--- BEGIN ---

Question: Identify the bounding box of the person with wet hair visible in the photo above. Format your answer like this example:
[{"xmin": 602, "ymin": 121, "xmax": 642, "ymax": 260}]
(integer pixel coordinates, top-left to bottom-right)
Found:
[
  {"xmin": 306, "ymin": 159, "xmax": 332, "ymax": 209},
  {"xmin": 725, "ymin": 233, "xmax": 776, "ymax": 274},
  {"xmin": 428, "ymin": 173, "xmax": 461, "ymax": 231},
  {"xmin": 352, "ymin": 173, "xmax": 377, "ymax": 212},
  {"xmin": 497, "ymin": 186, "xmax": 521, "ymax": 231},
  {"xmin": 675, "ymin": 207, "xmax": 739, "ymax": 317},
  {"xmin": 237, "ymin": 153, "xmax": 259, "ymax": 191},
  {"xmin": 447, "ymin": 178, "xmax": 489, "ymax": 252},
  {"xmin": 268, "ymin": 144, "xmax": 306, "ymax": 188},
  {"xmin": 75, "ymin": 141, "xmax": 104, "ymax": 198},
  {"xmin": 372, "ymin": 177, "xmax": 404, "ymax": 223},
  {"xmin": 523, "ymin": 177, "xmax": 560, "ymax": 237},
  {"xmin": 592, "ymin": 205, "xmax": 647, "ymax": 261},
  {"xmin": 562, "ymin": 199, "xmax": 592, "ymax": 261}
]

--- END ---

Description of the task: Could you render every line of the data above as a Markdown table with an Index column holding the row number and a Content column holding the line, skipping any blank lines?

Reply to the task:
| Index | Content |
|---|---|
| 1 | Question: Identify the bounding box of the person with wet hair visible in the photo above. Format your answer like this example: |
| 2 | [{"xmin": 602, "ymin": 121, "xmax": 642, "ymax": 260}] |
| 3 | (integer pixel coordinates, top-left to bottom-right) |
| 4 | Found: |
| 5 | [ |
| 6 |   {"xmin": 306, "ymin": 159, "xmax": 332, "ymax": 209}, |
| 7 |   {"xmin": 725, "ymin": 233, "xmax": 776, "ymax": 274}, |
| 8 |   {"xmin": 428, "ymin": 173, "xmax": 461, "ymax": 231}, |
| 9 |   {"xmin": 352, "ymin": 173, "xmax": 377, "ymax": 212}, |
| 10 |   {"xmin": 497, "ymin": 186, "xmax": 521, "ymax": 231}, |
| 11 |   {"xmin": 675, "ymin": 207, "xmax": 739, "ymax": 317}, |
| 12 |   {"xmin": 237, "ymin": 153, "xmax": 259, "ymax": 191}, |
| 13 |   {"xmin": 447, "ymin": 178, "xmax": 489, "ymax": 252}, |
| 14 |   {"xmin": 268, "ymin": 144, "xmax": 306, "ymax": 188}, |
| 15 |   {"xmin": 75, "ymin": 141, "xmax": 104, "ymax": 198}, |
| 16 |   {"xmin": 372, "ymin": 177, "xmax": 404, "ymax": 223}, |
| 17 |   {"xmin": 523, "ymin": 177, "xmax": 560, "ymax": 237}, |
| 18 |   {"xmin": 592, "ymin": 205, "xmax": 647, "ymax": 261}, |
| 19 |   {"xmin": 562, "ymin": 199, "xmax": 592, "ymax": 261} |
| 20 | ] |